§ **PROVIDED PASSAGE**

Ocean acidification alters the nutritional value of Antarctic diatoms


Ocean acidification alters the nutritional value of Antarctic diatoms

About a quarter of the CO2 present in the atmosphere ends up in the oceans where, in contact with water, it is transformed into carbonic acid. As CO2 in the atmosphere increases, there is also an increase in that dissolved in sea water; therefore the increase in CO2 emissions determines devastating effects on marine ecosystems.

In particular, according to the Intergovernmental Panel on Climate Change, from 1750 to 2014, a percentage equal to 30% of the CO2 emitted as a result of human activities was absorbed by the oceans. It has been estimated that between 1751 and 1994, the surface pH of ocean waters dropped from 8.25 to 8.14, with a corresponding increase in the concentration of H + ions, equal to 26%.

The process of continuous acidification of oceanic waters undoubtedly leads to effects on several organisms and on the food chain and, in particular, can affect the lysocline and the compensation depth of the carbonates; resulting in the dissolution of the calcareous shells of shells, molluscs and calcareous plankton, consisting of calcium carbonate (CaCO3).

Dataset entries
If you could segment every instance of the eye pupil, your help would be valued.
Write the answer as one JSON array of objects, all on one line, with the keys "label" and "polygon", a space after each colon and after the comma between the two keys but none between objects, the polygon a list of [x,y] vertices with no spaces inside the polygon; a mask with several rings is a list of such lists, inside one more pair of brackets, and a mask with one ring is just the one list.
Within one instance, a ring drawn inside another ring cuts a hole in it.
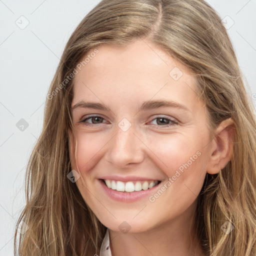
[{"label": "eye pupil", "polygon": [[[157,118],[158,121],[156,122],[158,124],[168,124],[168,120],[166,118]],[[160,120],[160,122],[158,122],[158,120]],[[164,120],[166,120],[165,122]],[[162,122],[164,120],[164,122]]]},{"label": "eye pupil", "polygon": [[[94,122],[94,120],[96,120],[96,122]],[[102,120],[102,118],[100,118],[100,116],[94,116],[92,118],[92,122],[93,124],[98,124],[97,122],[100,122],[101,120]]]}]

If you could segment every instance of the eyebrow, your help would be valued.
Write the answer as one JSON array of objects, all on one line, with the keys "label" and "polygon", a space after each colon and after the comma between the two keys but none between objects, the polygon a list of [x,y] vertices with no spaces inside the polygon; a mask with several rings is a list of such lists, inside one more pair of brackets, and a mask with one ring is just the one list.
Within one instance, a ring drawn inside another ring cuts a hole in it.
[{"label": "eyebrow", "polygon": [[[138,111],[150,110],[161,107],[170,107],[190,111],[184,105],[176,102],[172,100],[148,100],[145,102],[141,105]],[[110,109],[104,103],[94,102],[84,102],[83,100],[75,104],[72,108],[74,110],[78,108],[94,108],[95,110],[110,111]]]}]

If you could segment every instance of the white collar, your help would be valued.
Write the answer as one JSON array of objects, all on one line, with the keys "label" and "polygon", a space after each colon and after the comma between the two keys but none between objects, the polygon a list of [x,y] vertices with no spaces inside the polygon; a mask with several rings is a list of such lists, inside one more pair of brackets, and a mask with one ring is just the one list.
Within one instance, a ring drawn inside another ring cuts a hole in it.
[{"label": "white collar", "polygon": [[108,228],[102,244],[100,256],[112,256],[110,245],[110,231]]}]

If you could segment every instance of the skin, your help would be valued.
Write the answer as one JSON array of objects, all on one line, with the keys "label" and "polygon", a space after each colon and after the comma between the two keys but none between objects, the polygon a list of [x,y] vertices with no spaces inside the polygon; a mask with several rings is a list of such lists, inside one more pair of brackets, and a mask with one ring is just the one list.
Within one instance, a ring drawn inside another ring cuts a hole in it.
[{"label": "skin", "polygon": [[[74,109],[70,150],[72,168],[80,175],[76,184],[83,198],[110,230],[112,255],[205,255],[194,228],[198,196],[206,172],[218,173],[230,160],[232,120],[221,123],[215,130],[218,136],[211,138],[207,112],[195,92],[196,78],[146,38],[97,48],[98,54],[74,78],[72,106],[93,102],[110,111]],[[177,80],[169,74],[175,67],[182,72]],[[163,100],[188,110],[162,106],[138,112],[144,102]],[[79,122],[90,114],[103,119]],[[124,118],[132,124],[126,132],[118,126]],[[100,185],[104,175],[140,176],[166,184],[198,152],[200,156],[154,202],[148,197],[119,202]],[[124,221],[130,227],[126,234],[118,228]]]}]

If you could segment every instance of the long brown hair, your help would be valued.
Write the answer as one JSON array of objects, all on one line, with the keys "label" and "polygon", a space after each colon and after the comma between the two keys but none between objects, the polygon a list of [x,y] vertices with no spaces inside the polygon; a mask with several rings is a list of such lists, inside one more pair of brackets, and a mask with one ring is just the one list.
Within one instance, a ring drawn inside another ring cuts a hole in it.
[{"label": "long brown hair", "polygon": [[[26,204],[18,224],[26,224],[22,230],[28,228],[18,240],[16,230],[16,254],[100,254],[106,227],[67,178],[71,170],[71,74],[98,46],[121,46],[139,38],[160,46],[196,76],[211,132],[222,120],[234,121],[232,159],[218,174],[206,174],[199,195],[196,228],[206,254],[256,254],[254,110],[226,31],[202,0],[103,0],[79,24],[50,85],[42,132],[27,167]],[[222,230],[227,221],[234,227],[229,234]]]}]

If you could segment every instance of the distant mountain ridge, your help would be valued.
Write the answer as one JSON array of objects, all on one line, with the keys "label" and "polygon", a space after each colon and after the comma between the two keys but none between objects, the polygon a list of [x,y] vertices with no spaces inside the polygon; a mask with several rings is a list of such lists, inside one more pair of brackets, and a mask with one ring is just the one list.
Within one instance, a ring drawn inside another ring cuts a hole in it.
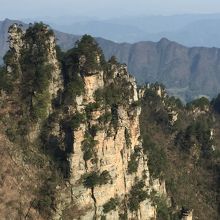
[{"label": "distant mountain ridge", "polygon": [[[0,22],[0,57],[7,51],[7,30],[14,22],[19,23],[9,19]],[[55,34],[63,50],[72,48],[80,38],[59,31]],[[115,55],[119,62],[126,63],[139,84],[158,81],[168,88],[170,94],[184,101],[199,96],[212,98],[220,93],[218,48],[188,48],[166,38],[157,43],[146,41],[134,44],[119,44],[103,38],[96,40],[106,58]]]}]

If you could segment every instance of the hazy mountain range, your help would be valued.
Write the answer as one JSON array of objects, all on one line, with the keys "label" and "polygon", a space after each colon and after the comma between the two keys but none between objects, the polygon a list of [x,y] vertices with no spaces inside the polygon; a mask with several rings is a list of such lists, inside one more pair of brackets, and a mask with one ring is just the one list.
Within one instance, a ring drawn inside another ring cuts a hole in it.
[{"label": "hazy mountain range", "polygon": [[[8,26],[18,21],[0,22],[0,56],[7,51]],[[27,26],[24,24],[24,27]],[[58,44],[67,50],[80,38],[55,31]],[[187,39],[187,38],[185,38]],[[220,39],[220,38],[219,38]],[[128,65],[139,83],[161,82],[169,92],[189,101],[200,95],[214,97],[220,92],[220,49],[188,48],[165,38],[154,43],[115,43],[96,38],[106,58],[115,55]]]},{"label": "hazy mountain range", "polygon": [[220,14],[96,18],[45,18],[54,29],[84,33],[115,42],[159,41],[166,37],[185,46],[220,47]]}]

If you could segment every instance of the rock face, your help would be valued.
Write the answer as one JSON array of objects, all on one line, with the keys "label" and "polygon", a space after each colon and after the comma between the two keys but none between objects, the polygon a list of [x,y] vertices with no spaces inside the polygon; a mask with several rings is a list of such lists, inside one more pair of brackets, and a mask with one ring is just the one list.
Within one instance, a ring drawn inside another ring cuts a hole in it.
[{"label": "rock face", "polygon": [[[76,106],[81,114],[86,113],[88,106],[95,104],[95,93],[107,87],[109,83],[119,80],[127,83],[129,92],[132,94],[124,105],[118,105],[115,109],[118,123],[113,126],[112,121],[105,120],[107,114],[112,115],[110,106],[100,106],[90,111],[90,117],[80,123],[79,127],[72,132],[74,139],[71,145],[71,153],[68,156],[70,166],[70,178],[68,193],[61,189],[58,197],[57,212],[54,219],[62,219],[66,207],[74,201],[78,209],[84,210],[80,219],[112,219],[116,220],[122,216],[128,219],[148,220],[156,218],[156,208],[152,205],[150,198],[146,197],[140,201],[137,210],[129,208],[131,191],[137,182],[144,183],[143,190],[150,195],[152,190],[159,194],[166,194],[165,187],[158,181],[150,184],[150,173],[147,165],[147,157],[142,151],[142,140],[140,138],[139,115],[141,107],[132,105],[138,101],[136,82],[127,73],[125,66],[112,66],[112,78],[105,79],[103,71],[83,76],[85,93],[78,102],[81,107]],[[120,94],[117,94],[120,96]],[[84,143],[88,139],[87,133],[91,128],[96,128],[93,134],[95,145],[93,146],[94,157],[85,159]],[[137,153],[138,152],[138,153]],[[135,157],[134,155],[137,154]],[[132,164],[136,164],[134,170]],[[85,187],[84,177],[97,172],[107,173],[109,176],[105,184],[97,184]],[[71,192],[71,193],[70,193]],[[72,200],[69,199],[71,195]],[[117,199],[117,206],[106,211],[105,205],[109,201]],[[65,201],[65,202],[64,202]],[[130,202],[131,203],[131,202]],[[131,206],[131,205],[130,205]],[[73,219],[77,219],[75,216]]]},{"label": "rock face", "polygon": [[[6,67],[11,78],[17,81],[17,93],[22,93],[27,84],[33,84],[36,80],[41,80],[39,74],[46,71],[48,84],[44,88],[36,88],[35,91],[29,91],[32,94],[32,100],[29,105],[38,105],[37,99],[40,96],[46,96],[48,92],[47,116],[52,112],[52,100],[63,90],[63,79],[60,64],[57,60],[55,36],[46,25],[39,24],[22,31],[21,27],[13,24],[9,28],[9,47],[10,50],[6,55]],[[35,35],[35,36],[34,36]],[[39,46],[39,44],[41,44]],[[39,61],[37,61],[37,58]],[[36,62],[37,65],[36,65]],[[40,66],[41,67],[38,67]],[[41,69],[42,70],[41,70]],[[41,73],[39,73],[41,71]],[[32,78],[28,78],[31,75]],[[37,78],[38,77],[38,78]],[[45,82],[47,83],[47,82]],[[41,90],[41,91],[40,91]],[[26,96],[26,94],[23,94]]]},{"label": "rock face", "polygon": [[18,73],[16,97],[20,117],[29,120],[28,144],[52,148],[48,157],[57,150],[53,162],[62,163],[62,171],[65,166],[65,183],[50,195],[55,210],[50,218],[155,219],[152,194],[165,195],[165,185],[150,177],[137,85],[127,67],[104,61],[85,36],[64,61],[64,83],[47,26],[35,24],[23,32],[13,25],[9,34],[6,67],[9,75]]}]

§ **TASKS TO COMPLETE**
(a) Set down the part of the passage on ocean acidification from "In particular, according" up to and including "calcium carbonate (CaCO3).".
(b) Decide whether each statement agrees with the passage on ocean acidification, answering yes or no and quoting the words that settle it: (i) According to the Intergovernmental Panel on Climate Change, 30% of the CO2 emitted by human activities from 1750 to 2014 was absorbed by the oceans. (ii) Between 1751 and 1994, the surface pH of ocean waters rose from 8.14 to 8.25. (iii) About half of the CO2 present in the atmosphere ends up in the oceans.
(c) Extend the passage on ocean acidification, starting after its final sentence.

§ **TASK RESPONSES**
(a)
In particular, according to the Intergovernmental Panel on Climate Change, from 1750 to 2014, a percentage equal to 30% of the CO2 emitted as a result of human activities was absorbed by the oceans. It has been estimated that between 1751 and 1994, the surface pH of ocean waters dropped from 8.25 to 8.14, with a corresponding increase in the concentration of H + ions, equal to 26%.

The process of continuous acidification of oceanic waters undoubtedly leads to effects on several organisms and on the food chain and, in particular, can affect the lysocline and the compensation depth of the carbonates; resulting in the dissolution of the calcareous shells of shells, molluscs and calcareous plankton, consisting of calcium carbonate (CaCO3).

(b)
(i) Yes: "a percentage equal to 30% of the CO2 emitted as a result of human activities was absorbed by the oceans."
(ii) No: "the surface pH of ocean waters dropped from 8.25 to 8.14."
(iii) No: "About a quarter of the CO2 present in the atmosphere ends up in the oceans."

(c)
The Ocean acidification study alters the nutritional value of Antarctic diatoms, published on the The New phytologist, said: "Primary production in the Southern Ocean is dominated by diatom-rich phytoplankton assemblages, whose individual physiological characteristics and community composition are strongly shaped by the environment, yet knowledge on how diatoms allocated cellular energy in response to ocean acidification (OA) is limited.

Understanding such changes in allocation is integral to determining the nutritional quality of diatoms and the subsequent impacts on the trophic transfer of energy and nutrients. Using synchrotron-based Fourier transform infrared microspectroscopy, we analyzed the macromolecular content of selected individual diatom taxa from a natural Antarctic phytoplankton community exposed to a gradient of fCO2 levels.

Strong species-specific differences in macromolecular partitioning were observed under OA. Large taxa showed preferential energy allocation towards proteins, while smaller taxa increased both lipid and protein stores at high fCO2.

If these changes are representative of fut ure Antarctic diatom physiology, we may expect a shift away from lipid-rich large diatoms towards a community dominated by smaller taxa, but with higher lipid and protein stores than their present-day contemporaries, a response that could have cascading effects on food web dynamics in the Antarctic marine ecosystem."